## Begin

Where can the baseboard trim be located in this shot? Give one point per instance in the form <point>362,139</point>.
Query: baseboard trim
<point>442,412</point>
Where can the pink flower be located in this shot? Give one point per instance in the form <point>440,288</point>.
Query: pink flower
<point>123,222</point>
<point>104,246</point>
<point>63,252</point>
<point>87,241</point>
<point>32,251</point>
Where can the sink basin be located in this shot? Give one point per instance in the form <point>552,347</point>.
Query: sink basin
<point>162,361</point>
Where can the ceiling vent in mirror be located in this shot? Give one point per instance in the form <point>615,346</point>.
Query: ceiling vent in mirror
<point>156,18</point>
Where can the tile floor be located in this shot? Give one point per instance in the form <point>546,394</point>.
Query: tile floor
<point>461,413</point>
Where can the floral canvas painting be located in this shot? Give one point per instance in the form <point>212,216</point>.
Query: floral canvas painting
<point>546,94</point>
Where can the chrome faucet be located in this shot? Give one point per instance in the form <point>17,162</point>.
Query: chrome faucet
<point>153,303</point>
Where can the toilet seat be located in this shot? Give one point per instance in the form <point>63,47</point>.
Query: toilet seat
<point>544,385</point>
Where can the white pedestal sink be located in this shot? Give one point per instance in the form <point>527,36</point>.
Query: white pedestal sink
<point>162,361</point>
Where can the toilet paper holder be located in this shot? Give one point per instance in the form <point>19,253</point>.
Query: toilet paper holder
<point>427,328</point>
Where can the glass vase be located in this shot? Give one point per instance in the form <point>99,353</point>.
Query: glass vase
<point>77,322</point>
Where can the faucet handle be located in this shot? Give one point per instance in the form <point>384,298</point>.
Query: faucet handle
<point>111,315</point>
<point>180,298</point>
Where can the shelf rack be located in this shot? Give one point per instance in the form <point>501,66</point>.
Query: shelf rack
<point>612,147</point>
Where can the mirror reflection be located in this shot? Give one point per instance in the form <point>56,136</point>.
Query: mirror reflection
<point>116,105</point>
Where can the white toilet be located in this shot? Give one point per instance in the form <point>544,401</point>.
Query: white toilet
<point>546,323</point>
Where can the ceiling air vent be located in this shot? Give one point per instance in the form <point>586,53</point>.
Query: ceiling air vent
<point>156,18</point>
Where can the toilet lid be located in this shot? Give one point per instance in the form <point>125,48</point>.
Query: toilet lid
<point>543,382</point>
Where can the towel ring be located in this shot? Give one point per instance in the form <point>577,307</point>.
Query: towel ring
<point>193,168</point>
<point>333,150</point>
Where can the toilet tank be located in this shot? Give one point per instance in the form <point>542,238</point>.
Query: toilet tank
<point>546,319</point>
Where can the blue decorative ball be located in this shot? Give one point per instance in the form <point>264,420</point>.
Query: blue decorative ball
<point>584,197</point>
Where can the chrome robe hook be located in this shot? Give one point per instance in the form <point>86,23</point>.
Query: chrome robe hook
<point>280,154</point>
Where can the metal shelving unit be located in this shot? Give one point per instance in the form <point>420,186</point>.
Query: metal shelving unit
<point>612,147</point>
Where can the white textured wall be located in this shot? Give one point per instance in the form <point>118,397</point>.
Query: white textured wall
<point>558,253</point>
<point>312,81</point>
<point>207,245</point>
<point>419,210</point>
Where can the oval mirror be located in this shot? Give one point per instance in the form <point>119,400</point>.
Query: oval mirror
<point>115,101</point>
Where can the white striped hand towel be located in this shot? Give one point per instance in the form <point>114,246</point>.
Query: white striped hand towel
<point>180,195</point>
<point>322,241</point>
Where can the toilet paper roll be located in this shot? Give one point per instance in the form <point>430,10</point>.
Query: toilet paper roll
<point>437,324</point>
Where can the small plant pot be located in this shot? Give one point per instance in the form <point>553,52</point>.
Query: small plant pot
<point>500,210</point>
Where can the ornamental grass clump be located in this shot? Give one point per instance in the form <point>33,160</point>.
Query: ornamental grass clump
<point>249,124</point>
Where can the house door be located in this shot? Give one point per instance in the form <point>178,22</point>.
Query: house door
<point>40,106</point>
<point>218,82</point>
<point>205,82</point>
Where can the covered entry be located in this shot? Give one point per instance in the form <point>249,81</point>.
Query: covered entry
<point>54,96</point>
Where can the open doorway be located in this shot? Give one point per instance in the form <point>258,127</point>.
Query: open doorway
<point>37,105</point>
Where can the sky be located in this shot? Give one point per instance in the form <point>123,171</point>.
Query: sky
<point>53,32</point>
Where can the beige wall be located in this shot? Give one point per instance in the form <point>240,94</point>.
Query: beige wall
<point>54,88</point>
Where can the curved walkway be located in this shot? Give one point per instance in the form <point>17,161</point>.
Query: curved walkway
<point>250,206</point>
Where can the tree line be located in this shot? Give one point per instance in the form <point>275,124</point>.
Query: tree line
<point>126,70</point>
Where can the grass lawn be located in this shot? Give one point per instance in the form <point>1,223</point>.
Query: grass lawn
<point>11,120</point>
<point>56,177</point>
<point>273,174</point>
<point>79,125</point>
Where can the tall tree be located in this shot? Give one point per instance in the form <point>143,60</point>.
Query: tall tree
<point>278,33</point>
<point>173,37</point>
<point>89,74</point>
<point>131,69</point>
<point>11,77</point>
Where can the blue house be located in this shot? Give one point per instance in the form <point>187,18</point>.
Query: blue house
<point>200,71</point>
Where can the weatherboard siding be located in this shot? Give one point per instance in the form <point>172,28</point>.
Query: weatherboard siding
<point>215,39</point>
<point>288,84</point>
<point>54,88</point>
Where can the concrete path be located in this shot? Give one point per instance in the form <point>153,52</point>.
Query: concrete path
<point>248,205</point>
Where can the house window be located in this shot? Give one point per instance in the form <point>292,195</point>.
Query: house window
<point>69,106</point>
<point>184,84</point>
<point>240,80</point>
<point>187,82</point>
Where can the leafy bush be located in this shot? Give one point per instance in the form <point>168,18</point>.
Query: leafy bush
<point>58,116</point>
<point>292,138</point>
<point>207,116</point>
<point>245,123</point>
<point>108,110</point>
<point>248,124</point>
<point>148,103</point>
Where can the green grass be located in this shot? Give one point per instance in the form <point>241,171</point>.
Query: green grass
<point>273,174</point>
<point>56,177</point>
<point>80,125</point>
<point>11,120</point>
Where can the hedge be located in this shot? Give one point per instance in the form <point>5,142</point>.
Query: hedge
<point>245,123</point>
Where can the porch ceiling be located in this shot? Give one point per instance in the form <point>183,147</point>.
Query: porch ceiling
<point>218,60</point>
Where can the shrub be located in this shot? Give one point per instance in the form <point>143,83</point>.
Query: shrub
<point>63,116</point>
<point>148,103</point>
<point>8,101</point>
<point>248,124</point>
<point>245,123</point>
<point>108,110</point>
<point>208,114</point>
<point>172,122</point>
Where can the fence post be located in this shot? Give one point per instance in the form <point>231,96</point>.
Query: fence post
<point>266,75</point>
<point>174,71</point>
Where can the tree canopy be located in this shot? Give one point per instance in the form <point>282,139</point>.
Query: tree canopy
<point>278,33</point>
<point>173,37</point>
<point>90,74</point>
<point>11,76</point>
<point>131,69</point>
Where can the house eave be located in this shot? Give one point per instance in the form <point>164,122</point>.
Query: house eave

## End

[Your goal]:
Could you reproduce the listing from its first line through the line containing "<point>442,412</point>", requests included, with each answer point coordinate multiplied by 1.95 and rounded to a whole number, halves rounding up? Leave the numbers in the requests and their format samples unchanged.

[Solution for this problem]:
Where can the baseboard trim be located in this shot? Give one point per instance in the form <point>362,139</point>.
Query: baseboard trim
<point>862,803</point>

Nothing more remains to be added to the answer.